## Begin SOURCE DOCUMENT

A recruiter carrying fifteen open requisitions knows her pipeline, her inbox, and whatever the hiring manager said last Thursday. She doesn't know the top candidate just entered final rounds at a competitor. Finance is quietly reconsidering the headcount, and she hasn't heard. The hiring manager's real hesitation has nothing to do with the requirements on paper and everything to do with internal politics on the leadership team, but that context never reached her inbox. She's making good decisions with the information she has. They just happen to be the wrong ones.
Most TA teams would call that a performance problem, or a communication problem, or both. I think the more useful frame is architectural. The recruiter isn't failing. She's operating rationally inside an information set that's too small for the decisions she's being asked to make.
Economist Herbert Simon argued in the 1950s that real decision-makers don't optimize. They lack the information, the processing capacity, and the time. Instead, they find an option that clears a threshold and move on. He called it bounded rationality, and won a Nobel Prize for the idea.
Systems scientist Donella Meadows took the idea further in Thinking in Systems. I'm borrowing one piece of her argument. She argues that bounded rationality is a property of positions within a system, not just of people. The same person, moved to a different seat with different information and different incentives, makes different decisions.

## End SOURCE DOCUMENT

STATED TASK: Please quote the essay above on recruiters and bounded rationality word for word, from "Systems scientist Donella" to "makes different decisions.".

## Begin SUPPLIED DATA

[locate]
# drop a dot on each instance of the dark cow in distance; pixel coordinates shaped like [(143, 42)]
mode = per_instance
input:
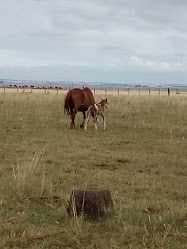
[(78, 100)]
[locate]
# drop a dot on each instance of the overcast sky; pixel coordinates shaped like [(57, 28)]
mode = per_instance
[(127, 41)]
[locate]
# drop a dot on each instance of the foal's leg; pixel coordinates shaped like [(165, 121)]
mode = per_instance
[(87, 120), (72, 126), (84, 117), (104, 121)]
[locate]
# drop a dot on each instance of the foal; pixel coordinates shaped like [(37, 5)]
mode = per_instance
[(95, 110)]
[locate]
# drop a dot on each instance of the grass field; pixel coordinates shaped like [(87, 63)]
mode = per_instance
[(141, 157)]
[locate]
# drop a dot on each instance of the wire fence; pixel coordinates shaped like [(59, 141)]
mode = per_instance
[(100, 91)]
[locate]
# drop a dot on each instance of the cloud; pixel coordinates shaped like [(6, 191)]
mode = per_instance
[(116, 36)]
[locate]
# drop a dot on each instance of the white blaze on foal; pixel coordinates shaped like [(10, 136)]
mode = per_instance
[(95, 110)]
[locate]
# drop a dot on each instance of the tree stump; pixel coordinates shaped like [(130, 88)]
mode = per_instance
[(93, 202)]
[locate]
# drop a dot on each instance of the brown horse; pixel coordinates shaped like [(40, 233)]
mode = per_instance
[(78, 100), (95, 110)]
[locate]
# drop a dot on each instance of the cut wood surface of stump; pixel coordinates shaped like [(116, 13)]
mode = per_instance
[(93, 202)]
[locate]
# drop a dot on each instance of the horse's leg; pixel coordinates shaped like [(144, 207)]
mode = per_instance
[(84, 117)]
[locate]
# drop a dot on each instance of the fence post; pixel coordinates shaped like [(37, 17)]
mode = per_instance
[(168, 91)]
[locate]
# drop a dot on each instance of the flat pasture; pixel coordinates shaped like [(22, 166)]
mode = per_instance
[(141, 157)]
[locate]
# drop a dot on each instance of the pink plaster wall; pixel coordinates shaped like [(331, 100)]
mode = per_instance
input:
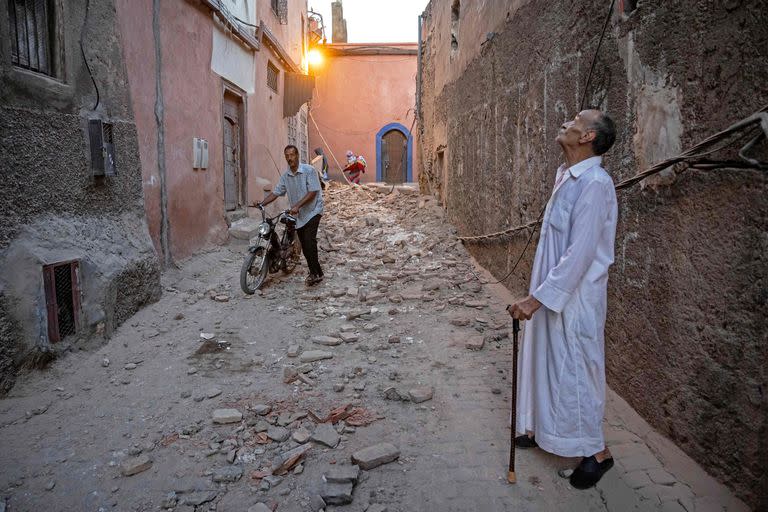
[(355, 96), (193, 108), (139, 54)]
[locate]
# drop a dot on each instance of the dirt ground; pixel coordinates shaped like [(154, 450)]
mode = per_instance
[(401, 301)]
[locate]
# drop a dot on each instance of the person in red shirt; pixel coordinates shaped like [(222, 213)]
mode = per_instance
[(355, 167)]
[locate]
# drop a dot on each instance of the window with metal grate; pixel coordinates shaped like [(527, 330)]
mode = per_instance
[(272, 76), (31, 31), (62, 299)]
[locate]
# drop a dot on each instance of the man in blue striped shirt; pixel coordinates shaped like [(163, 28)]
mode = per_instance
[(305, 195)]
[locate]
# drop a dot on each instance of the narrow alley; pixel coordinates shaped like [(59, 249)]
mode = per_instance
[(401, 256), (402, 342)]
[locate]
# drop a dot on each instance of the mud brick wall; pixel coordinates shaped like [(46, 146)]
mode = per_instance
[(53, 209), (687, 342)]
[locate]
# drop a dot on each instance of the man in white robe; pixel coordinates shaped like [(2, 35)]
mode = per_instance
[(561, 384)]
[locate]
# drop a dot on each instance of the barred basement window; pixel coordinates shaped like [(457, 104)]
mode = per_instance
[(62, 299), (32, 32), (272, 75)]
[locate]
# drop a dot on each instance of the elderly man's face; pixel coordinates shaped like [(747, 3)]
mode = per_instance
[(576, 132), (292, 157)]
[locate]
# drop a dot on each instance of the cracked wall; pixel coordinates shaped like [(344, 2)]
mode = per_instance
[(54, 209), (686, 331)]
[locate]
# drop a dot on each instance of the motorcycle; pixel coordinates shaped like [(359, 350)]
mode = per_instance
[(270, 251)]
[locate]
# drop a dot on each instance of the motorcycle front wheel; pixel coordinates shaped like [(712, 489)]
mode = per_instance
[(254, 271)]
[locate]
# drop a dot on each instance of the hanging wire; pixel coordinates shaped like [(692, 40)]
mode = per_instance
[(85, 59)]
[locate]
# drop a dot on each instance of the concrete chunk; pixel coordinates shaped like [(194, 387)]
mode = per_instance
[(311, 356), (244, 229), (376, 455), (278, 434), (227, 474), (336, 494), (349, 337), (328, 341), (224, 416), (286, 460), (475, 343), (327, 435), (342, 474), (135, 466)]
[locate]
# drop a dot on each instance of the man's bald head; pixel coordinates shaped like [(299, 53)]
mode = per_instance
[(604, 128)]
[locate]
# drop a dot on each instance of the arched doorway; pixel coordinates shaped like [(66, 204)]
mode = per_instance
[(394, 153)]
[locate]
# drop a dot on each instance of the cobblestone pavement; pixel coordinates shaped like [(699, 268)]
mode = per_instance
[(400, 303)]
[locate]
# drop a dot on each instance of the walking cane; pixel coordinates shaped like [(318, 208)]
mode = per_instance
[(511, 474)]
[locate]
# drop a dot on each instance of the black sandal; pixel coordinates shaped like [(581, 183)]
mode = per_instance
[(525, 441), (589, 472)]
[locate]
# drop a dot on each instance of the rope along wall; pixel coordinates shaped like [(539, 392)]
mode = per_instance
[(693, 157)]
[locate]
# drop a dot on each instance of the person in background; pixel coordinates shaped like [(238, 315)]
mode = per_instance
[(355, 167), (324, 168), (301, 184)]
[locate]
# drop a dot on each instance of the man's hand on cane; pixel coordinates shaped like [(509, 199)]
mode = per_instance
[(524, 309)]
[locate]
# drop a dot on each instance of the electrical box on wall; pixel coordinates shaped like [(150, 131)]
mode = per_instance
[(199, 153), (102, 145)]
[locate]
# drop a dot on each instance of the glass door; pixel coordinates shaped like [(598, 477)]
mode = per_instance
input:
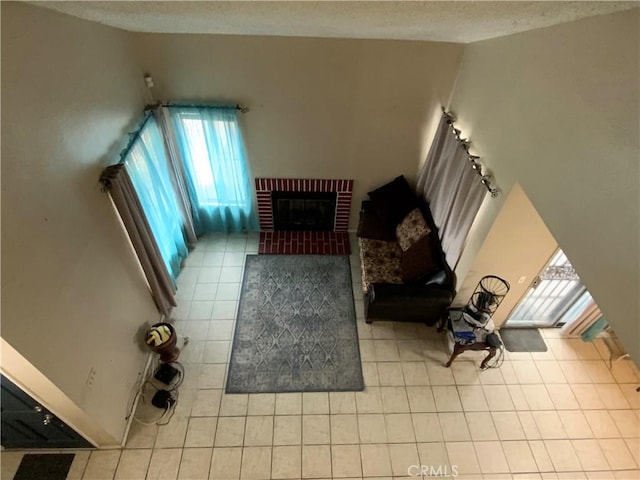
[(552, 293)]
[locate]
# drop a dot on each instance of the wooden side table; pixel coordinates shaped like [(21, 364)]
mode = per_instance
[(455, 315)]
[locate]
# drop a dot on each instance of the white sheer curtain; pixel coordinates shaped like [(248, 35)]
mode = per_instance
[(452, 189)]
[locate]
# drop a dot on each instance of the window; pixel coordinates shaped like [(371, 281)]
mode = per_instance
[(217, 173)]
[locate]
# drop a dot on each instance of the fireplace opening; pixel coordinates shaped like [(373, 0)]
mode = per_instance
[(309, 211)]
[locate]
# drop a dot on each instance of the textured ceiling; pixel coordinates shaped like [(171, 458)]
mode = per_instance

## End SUPPLIED DATA

EXPECTED ANSWER:
Systems scientist Donella Meadows took the idea further in Thinking in Systems. I'm borrowing one piece of her argument. She argues that bounded rationality is a property of positions within a system, not just of people. The same person, moved to a different seat with different information and different incentives, makes different decisions.